◆ **Passage**
Article
Source: LinkedIn
Article
By Dania Slim
01.15.16
Today, it is typical for a prospective buyer of distressed healthcare assets to finance a bankruptcy case for a brief period of time to get to a closing (a strategy equally used in the sale of non-healthcare assets). This strategy typically follows a common pattern: The prospective buyer or an affiliate makes a so-called DIP loan to the debtor, and the loan later is used to credit bid at the auction of the debtor’s assets.
Funding is critical for the debtor. The debtor usually has insufficient cash flow to maintain operations. So, it needs bridge financing to get to closing.
Equally critical for the buyer is time. The longer it takes to close on the sale, the more funding the debtor will need to maintain operations, and consequently, the more consideration the buyer ultimately will pay for the assets. More time also means increased professional fees for all parties, including the debtor and any unsecured creditors’ committee appointed in the case, which the buyer likely will be subsidizing.
Buyers attempt to limit this risk in part by setting milestones and target dates for critical events such as the auction and final court approval of the sale to the buyer. While prudent buyers plan and budget for minor delays and setbacks, often a buyer’s goal is to get to closing within 60 days or so of filing the motions to approve the DIP loan and the auction procedures.
A problem for buyers arises when minor setbacks turn into long-term delays, thereby increasing the price tag for the assets. Sales of healthcare assets are especially susceptible to delays because the healthcare industry is heavily regulated. The buyer likely will need regulatory approvals, licenses, permits, certificates and accreditations to continue operating the business post-closing—a process that often involves various government agencies at the state and federal level.

◆ **Extracted entries**
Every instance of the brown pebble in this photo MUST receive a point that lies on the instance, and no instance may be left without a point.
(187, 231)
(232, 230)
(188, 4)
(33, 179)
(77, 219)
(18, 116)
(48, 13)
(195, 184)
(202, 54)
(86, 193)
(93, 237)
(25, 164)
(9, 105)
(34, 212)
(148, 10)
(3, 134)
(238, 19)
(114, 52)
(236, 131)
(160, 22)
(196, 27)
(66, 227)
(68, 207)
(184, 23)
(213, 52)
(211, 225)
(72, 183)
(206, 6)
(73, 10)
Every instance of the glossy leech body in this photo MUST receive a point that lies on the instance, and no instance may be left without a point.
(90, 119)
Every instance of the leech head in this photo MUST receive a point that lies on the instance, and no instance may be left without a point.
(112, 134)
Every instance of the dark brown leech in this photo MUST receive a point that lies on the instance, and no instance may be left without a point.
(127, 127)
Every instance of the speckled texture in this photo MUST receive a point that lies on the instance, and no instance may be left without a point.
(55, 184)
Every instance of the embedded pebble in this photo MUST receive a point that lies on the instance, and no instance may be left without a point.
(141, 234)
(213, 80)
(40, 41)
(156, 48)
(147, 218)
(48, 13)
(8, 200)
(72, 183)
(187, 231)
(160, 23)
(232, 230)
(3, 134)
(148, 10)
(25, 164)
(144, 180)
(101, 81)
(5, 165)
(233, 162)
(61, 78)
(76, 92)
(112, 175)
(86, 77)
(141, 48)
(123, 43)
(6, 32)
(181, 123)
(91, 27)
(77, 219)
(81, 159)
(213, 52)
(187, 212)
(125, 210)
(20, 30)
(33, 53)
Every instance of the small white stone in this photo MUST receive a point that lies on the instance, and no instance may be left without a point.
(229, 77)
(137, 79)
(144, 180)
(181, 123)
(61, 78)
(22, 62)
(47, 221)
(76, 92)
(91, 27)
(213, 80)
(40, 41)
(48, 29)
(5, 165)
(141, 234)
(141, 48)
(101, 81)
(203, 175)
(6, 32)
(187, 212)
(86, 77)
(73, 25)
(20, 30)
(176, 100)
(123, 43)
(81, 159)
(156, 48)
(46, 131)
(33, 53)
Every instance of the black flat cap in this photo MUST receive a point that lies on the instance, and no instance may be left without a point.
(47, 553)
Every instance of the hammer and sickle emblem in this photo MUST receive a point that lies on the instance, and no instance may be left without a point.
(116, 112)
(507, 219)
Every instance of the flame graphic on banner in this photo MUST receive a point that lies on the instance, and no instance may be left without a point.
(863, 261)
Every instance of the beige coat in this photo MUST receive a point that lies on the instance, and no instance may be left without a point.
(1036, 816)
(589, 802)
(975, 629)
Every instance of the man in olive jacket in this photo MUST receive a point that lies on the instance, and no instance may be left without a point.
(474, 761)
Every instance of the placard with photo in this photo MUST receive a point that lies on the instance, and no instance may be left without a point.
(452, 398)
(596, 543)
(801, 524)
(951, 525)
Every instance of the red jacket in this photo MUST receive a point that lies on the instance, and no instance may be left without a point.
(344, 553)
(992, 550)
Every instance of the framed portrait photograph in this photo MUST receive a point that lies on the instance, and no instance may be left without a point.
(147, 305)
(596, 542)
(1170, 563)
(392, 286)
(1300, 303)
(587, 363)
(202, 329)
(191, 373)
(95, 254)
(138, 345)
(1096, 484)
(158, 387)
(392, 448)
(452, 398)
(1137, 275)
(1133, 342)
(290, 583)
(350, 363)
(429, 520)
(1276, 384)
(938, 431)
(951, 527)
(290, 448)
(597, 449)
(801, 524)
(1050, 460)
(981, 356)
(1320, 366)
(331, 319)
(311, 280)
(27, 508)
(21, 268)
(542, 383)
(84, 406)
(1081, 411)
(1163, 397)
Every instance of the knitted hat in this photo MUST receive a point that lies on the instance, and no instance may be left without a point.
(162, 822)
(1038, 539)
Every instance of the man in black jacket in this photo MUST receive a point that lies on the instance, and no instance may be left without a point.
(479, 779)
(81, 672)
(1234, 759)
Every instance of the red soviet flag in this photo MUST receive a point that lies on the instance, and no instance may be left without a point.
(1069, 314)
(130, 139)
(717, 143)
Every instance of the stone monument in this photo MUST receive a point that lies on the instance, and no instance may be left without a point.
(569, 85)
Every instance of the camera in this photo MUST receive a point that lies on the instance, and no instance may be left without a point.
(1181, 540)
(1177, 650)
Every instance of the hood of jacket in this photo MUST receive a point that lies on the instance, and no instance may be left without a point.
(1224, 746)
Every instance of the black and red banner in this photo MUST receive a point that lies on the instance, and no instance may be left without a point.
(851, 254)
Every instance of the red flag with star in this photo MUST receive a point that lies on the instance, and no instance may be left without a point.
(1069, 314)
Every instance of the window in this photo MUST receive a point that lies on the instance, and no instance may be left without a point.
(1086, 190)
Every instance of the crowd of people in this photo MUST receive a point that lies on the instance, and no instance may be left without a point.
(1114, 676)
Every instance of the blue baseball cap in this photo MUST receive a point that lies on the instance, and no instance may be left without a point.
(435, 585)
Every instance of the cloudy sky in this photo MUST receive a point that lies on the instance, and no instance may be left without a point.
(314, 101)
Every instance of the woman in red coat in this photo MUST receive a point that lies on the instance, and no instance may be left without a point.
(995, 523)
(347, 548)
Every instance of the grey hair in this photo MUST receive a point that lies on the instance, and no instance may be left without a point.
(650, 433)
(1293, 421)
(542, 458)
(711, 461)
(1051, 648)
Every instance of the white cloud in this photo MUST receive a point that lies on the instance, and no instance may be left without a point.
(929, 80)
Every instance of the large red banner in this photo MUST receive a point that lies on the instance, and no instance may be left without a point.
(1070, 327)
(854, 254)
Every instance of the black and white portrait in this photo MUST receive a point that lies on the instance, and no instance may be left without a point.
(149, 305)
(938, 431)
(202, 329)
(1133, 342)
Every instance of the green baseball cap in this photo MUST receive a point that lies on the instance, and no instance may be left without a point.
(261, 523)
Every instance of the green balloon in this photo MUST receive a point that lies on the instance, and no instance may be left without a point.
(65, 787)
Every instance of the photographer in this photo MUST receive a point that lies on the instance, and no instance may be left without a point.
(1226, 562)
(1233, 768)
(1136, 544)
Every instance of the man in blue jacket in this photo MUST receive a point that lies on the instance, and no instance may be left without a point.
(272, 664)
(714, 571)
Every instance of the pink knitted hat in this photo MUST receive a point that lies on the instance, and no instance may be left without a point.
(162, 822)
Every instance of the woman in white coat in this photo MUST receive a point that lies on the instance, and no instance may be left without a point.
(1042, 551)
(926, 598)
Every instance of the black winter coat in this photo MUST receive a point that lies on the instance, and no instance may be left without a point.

◆ **Exercise requirements**
What comes next in the article above on buying distressed healthcare assets through bankruptcy, picking up after its final sentence?

◆ **Task response**
In particular, if the buyer needs to have the debtor sell or assign its Medicare provider number to the buyer, and the buyer intends to reach an agreement with the government to limit successor liability on any future claims (for example, overpayment claims or fraud claims under the False Claims Act), the negotiation and subsequent approval of any settlement agreement could take months.
For example, in the bankruptcy case of former New York hospital Our Lady of Mercy Medical Center (now part of Montefiore Medical Center), the buyer, debtor and the government spent months negotiating a global resolution. Indeed, the agreement between the parties was approved by the bankruptcy court one year after the court approved the sale to the buyer. See In re Our Lady of Mercy Med. Ctr., No. 07-10609 (Bankr. S.D.N.Y. Jul. 8, 2008).
The takeaway here is that buyers considering financing a bankruptcy case to acquire healthcare assets should carefully consider all variables that could increase time and cost. Timelines and target dates are at best educated guesses when dealing with governmental agencies and other parties whose interests may not be exclusively motivated by financial considerations.